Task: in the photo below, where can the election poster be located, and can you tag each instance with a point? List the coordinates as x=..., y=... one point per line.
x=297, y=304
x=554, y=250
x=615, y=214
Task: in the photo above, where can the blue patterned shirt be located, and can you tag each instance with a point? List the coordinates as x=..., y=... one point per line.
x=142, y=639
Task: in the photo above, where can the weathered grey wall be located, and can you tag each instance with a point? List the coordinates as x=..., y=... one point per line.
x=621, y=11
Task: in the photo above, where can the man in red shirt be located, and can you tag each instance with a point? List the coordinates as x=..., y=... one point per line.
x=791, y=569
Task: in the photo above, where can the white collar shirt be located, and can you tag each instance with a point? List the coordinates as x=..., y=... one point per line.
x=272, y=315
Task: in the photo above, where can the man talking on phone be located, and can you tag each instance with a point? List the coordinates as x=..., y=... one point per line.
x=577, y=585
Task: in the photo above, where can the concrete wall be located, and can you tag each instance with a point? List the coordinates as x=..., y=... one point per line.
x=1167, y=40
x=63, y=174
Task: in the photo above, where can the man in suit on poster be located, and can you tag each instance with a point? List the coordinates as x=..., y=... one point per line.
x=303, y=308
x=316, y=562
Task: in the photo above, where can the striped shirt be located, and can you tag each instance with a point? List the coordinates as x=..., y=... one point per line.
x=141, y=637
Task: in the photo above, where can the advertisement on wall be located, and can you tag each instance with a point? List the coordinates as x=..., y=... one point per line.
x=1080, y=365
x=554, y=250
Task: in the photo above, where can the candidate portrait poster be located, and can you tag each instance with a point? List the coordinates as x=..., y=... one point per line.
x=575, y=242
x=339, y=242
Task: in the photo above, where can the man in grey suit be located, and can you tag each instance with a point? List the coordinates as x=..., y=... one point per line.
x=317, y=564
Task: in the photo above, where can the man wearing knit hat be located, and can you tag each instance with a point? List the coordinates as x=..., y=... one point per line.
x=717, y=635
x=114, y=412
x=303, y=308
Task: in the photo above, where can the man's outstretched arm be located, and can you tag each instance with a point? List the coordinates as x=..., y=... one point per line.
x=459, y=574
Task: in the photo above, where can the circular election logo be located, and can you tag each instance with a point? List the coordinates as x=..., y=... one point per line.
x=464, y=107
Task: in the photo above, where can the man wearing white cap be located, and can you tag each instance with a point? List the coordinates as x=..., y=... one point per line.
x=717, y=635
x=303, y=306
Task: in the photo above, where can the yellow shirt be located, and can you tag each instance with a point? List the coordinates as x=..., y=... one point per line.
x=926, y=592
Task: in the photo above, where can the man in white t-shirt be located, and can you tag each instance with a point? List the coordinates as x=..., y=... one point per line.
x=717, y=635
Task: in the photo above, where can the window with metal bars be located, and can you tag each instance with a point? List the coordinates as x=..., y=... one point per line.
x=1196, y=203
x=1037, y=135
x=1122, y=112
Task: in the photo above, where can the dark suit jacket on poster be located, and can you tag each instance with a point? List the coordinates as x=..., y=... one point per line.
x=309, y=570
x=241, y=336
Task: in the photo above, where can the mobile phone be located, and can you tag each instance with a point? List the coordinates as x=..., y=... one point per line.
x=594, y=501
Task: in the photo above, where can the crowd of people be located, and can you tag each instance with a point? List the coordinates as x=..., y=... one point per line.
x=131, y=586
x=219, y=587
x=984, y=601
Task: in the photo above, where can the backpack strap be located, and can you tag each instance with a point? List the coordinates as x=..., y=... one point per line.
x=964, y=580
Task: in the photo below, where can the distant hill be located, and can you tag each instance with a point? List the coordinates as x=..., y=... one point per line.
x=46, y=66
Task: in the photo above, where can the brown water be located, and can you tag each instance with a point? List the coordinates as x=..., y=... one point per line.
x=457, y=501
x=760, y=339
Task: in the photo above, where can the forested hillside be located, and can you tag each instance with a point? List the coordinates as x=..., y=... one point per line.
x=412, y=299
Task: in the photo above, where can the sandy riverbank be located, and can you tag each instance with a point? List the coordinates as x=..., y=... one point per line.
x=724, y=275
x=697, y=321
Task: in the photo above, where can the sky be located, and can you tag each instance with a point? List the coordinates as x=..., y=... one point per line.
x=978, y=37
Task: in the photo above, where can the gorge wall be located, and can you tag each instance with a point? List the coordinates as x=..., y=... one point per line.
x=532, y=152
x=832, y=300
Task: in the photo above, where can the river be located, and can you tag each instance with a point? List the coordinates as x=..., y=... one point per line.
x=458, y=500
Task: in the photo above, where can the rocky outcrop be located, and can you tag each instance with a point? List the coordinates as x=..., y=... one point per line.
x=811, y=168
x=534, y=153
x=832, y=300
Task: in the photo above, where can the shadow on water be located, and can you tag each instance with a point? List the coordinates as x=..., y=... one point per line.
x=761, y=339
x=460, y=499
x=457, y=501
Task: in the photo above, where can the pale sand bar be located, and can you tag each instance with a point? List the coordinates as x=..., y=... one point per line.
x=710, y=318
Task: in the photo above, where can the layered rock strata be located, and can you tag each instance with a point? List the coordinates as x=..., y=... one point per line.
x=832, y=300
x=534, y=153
---+---
> [Exercise brief]: Rescale everything from the line containing "Task: in the photo above, where can the striped" down to the line containing "x=303, y=306", both included, and give only those lines. Multiply each x and y coordinate value by 0.45, round to whole numbers with halves going up, and copy every other line unchanged.

> [Response]:
Task: in the photo above, where can the striped shirt be located, and can you tag each instance with a point? List the coordinates as x=..., y=... one point per line.
x=63, y=287
Task: in the photo above, where can the advertisement on wall be located, and can you tag each instance with a point? List the coordinates as x=..., y=... one point per line.
x=486, y=164
x=249, y=113
Task: in the photo above, where can the candidate portrait poster be located, and can you tag each instance with a point? List the coordinates as x=..., y=... one point per line.
x=259, y=109
x=153, y=109
Task: in the photo above, where can the man in grey suit be located, and can you tag each instance with a point? List the coordinates as x=..., y=... one point per line.
x=143, y=254
Task: in the photo above, where can the man wearing knit hat be located, and can you tag each instance with a point? List the coordinates as x=..., y=... one point per line.
x=323, y=286
x=51, y=185
x=136, y=139
Task: in the photo above, where can the man's outstretched arm be located, and can you tag each instance with a point? List the coordinates as x=..., y=... one point per line.
x=207, y=258
Task: in the photo above, where can the circular election logo be located, and can you tag each instance with a point? List the coordinates as x=..., y=... one point per line.
x=209, y=48
Task: in the photo above, where can the man wearing white cap be located, and can you tag each instance with a point? List the coordinates as x=..., y=... one point per line.
x=323, y=286
x=136, y=138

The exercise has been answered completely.